Every line of the data is to be output verbatim.

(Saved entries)

————————

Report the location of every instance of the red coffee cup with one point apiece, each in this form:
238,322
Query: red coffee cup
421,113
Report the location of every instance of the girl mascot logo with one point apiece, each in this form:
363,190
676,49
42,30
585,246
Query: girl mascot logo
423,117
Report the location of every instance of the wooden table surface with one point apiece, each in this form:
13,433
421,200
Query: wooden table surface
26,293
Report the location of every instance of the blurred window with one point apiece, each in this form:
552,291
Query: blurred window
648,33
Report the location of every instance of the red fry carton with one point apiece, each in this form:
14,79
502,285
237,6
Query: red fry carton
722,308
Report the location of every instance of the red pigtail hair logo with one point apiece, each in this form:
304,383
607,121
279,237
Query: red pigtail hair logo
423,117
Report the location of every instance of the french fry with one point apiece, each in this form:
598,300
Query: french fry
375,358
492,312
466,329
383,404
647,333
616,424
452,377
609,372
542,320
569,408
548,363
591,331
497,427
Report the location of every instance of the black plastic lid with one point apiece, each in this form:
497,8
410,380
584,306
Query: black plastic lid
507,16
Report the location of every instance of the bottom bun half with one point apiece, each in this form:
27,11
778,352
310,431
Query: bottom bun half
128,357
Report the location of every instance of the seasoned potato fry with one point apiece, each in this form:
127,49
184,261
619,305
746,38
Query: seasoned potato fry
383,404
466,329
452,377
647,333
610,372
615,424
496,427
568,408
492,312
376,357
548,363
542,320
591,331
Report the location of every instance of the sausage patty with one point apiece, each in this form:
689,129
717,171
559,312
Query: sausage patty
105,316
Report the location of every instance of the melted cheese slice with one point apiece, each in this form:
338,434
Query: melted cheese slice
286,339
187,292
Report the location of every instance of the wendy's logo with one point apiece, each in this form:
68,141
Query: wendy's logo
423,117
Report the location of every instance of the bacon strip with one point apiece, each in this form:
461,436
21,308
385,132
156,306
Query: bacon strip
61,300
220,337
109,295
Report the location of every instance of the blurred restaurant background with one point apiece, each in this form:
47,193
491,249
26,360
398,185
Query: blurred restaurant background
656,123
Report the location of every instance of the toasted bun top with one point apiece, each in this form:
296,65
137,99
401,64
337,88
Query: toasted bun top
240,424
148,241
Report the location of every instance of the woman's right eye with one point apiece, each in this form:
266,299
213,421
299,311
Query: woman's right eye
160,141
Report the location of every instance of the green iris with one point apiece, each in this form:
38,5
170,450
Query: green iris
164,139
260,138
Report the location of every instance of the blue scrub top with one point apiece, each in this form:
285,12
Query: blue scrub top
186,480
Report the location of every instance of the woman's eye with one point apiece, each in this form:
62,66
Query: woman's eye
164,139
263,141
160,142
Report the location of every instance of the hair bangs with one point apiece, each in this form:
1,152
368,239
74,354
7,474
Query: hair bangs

————————

* **ANSWER TO THE PROBLEM**:
Report the location of every instance of the red coffee cup with one point apiece, each in this form:
238,322
Query: red coffee cup
421,113
Report the location of every instance of the girl mascot logo with one point apiece, each in this form:
363,190
676,49
42,30
585,246
Query: girl mascot logo
423,117
Report the location of every instance of the wooden table surface with one point apiece, each in this form:
13,433
421,200
Query: wooden table surface
26,293
Report the location of every instance of the blurred window with one point apiece, each in this form:
552,291
Query: blurred window
648,33
Report the location of every instance of the red fry carton with one point apiece, each in this form:
14,79
502,285
237,6
Query: red fry carton
722,308
Report the location of every instance of the red pigtail hair logo with one point apiece, each in this form:
304,383
607,121
279,237
Query: red pigtail hair logo
423,117
Report the location of every instance of the french fry with one point apiece, each in this form:
598,300
Query: french fry
375,358
492,312
466,329
383,404
647,333
616,424
452,377
609,372
542,320
569,408
548,363
591,331
497,427
Report the location of every instance of the black plastic lid with one point apiece, each in this form:
497,8
410,380
584,306
Query: black plastic lid
507,16
Report the location of every instance of the bottom bun half with one point apiece, each in this form:
27,11
778,352
310,431
Query: bottom bun half
128,357
Report the location of every instance of the seasoned potato fry with one point apiece, each in this form:
127,49
184,261
619,305
746,38
Query: seasoned potato fry
383,404
466,329
452,377
647,333
610,372
615,424
496,427
568,408
492,312
376,357
548,363
542,320
591,331
Report the location of every instance of the sausage patty with one point apiece, each in this form:
689,129
717,171
559,312
Query: sausage patty
105,316
Report the location of every instance of the melted cheese slice with one point apiece, each in this form:
338,434
Query: melted cheese slice
286,339
187,292
Report the location of every instance of the wendy's logo with one point apiece, each in this form:
68,141
Query: wendy's logo
423,117
Report the location of every instance of the bacon strip with one point apiece, each in this form:
461,436
21,308
385,132
156,306
Query: bacon strip
61,300
220,337
109,295
Report the location of every instance of the blurred restaurant background with one point apiece, each in this form:
47,193
491,249
26,360
398,185
Query: blurred restaurant background
656,123
Report the location of every instance of the toasted bun top with one point apiece, each in this form:
296,65
137,99
401,64
337,88
Query: toasted bun top
240,424
148,241
Report the location of every instance of the woman's right eye with one point apiece, each in this form:
266,299
213,421
299,311
Query: woman's right eye
160,141
Report the location of every instance of the green iris with one point apiece, each in this form:
38,5
170,450
Query: green iris
164,139
260,138
Report the location of every instance of the blue scrub top with one point apiece, each in this form:
285,12
Query: blue scrub top
186,480
Report the location of every instance of the woman's eye with one point apiece, each in this form:
62,66
Query: woman's eye
164,139
263,141
160,142
Report the location of every instance of the hair bangs with one point apiece, each in this form:
1,152
368,239
74,354
7,474
Query: hair bangs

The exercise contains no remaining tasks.